- Written request a
In the thread on position and momentum operators, what justification does Answer 1 give for replacing ⟨p|P²|q⟩ with p²⟨p|q⟩ and ⟨p|V(Q)|q⟩ with V(q)⟨p|q⟩?

- Passage shown

•••••

Question about Position and Momentum operators

Question

This is the question I'm struggling with:

Given

$\left<p|q\right> = \frac{e^{-ipq/h}}{\sqrt{2\pi h}}$

and that

$\hat{H} = \frac{\hat{P^2}}{2m} + V(\hat{Q})$

show that:

$\left<p|\hat{H}(\hat{P}, \hat{Q})|q\right> = \frac{e^{-ipq/h}}{\sqrt{2\pi h}} \cdot H(p,q)$

My working is as follows:

$\left<p|\hat{H}(\hat{P}, \hat{Q})|p\right> = H(p,q)$

$\left<p|\hat{H}(\hat{P}, \hat{Q})|q\right> = \left<p|\hat{H}(\hat{P}, \hat{Q})|p\right> \left<p|q\right>$

$= \frac{e^{-ipq/h}}{\sqrt{2\pi h}} \cdot H(p,q)$

but this is wrong. Any help would be very much appreciated.

Answer 1

\begin{align*} \langle p|H|q\rangle &= \left\langle p\left|\frac{P^2}{2m}+V(Q)\right|q\right\rangle \\ &= \left\langle p\left|\frac{P^2}{2m}\right|q\right\rangle + \langle p|V(Q)|q\rangle \\ &= \frac{1}{2m}\langle p|P^2|q\rangle +\langle p|V(Q)|q\rangle \\ &= \frac{p^2}{2m}\langle p|q\rangle +V(q)\langle p|q\rangle \\ &= H(q,p)\cdot \langle p|q\rangle \end{align*} where we have used : $$P|p\rangle=p|p\rangle$$ $$Q|q\rangle =q|q\rangle $$

•••••

- Source data
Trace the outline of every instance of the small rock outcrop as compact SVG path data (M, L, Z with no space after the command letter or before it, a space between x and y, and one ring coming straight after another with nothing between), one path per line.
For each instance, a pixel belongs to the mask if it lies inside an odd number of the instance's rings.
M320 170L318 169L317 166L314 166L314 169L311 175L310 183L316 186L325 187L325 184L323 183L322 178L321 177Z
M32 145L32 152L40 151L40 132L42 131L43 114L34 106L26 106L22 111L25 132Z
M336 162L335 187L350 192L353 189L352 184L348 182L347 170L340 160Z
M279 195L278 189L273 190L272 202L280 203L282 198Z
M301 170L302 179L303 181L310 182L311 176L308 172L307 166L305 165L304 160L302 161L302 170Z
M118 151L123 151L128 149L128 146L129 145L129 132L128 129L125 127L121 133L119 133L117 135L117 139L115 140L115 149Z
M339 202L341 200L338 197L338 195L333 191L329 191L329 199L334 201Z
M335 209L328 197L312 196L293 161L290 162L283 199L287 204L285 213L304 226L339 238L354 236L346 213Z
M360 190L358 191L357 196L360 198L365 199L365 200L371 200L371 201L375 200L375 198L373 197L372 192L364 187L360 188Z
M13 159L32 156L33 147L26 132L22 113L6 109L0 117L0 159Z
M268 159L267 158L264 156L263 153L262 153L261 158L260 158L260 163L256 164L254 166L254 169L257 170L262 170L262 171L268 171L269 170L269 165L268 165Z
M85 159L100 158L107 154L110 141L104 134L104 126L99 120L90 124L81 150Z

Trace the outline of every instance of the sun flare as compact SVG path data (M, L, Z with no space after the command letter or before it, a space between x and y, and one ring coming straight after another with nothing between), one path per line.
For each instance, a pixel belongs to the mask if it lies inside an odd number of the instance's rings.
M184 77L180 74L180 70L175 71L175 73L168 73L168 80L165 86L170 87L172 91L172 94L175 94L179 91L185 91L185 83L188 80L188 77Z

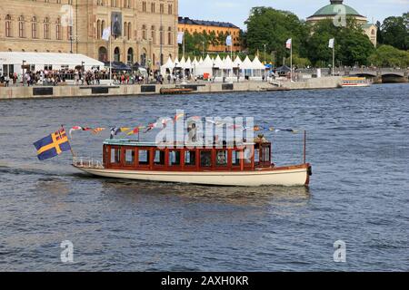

•••••

- Written request b
Reproduce the rows from their first line through the line containing "M85 159L100 158L107", including both of those lines.

- Correct result a
Answer 1 says it used the relations P|p⟩ = p|p⟩ and Q|q⟩ = q|q⟩. Because of these relations, the momentum operator becomes its eigenvalue p and the position operator becomes its eigenvalue q. This yields p²/(2m)·⟨p|q⟩ + V(q)⟨p|q⟩, which equals H(q,p)·⟨p|q⟩.

- Correct result b
Trace the outline of every instance of the small rock outcrop as compact SVG path data (M, L, Z with no space after the command letter or before it, a space between x and y, and one ring coming straight after another with nothing between), one path per line.
For each instance, a pixel belongs to the mask if it lies inside an odd number of the instance's rings.
M320 170L318 169L317 166L314 166L314 169L311 175L310 183L316 186L325 187L325 184L323 183L322 178L321 177Z
M32 145L32 152L40 151L40 132L42 131L43 114L34 106L26 106L22 111L25 132Z
M336 162L335 187L350 192L353 189L352 184L348 182L347 170L340 160Z
M279 195L278 189L273 190L272 202L280 203L282 198Z
M301 170L302 179L303 181L310 182L311 176L308 172L307 166L305 165L304 160L302 161L302 170Z
M118 151L123 151L128 149L128 146L129 145L129 132L128 129L125 127L121 133L119 133L117 135L117 139L115 140L115 149Z
M339 202L341 200L338 197L338 195L333 191L329 191L329 199L334 201Z
M335 209L328 197L312 196L293 161L290 162L283 199L287 204L285 213L304 226L339 238L354 236L346 213Z
M360 190L358 191L357 196L360 198L365 199L365 200L371 200L371 201L375 200L375 198L373 197L372 192L364 187L360 188Z
M13 159L32 156L33 147L26 132L22 113L6 109L0 117L0 159Z
M268 159L267 158L264 156L263 153L262 153L261 158L260 158L260 163L256 164L254 166L254 169L257 170L262 170L262 171L268 171L269 170L269 165L268 165Z
M85 159L100 158L107 154L110 141L104 134L104 126L99 120L90 124L81 150Z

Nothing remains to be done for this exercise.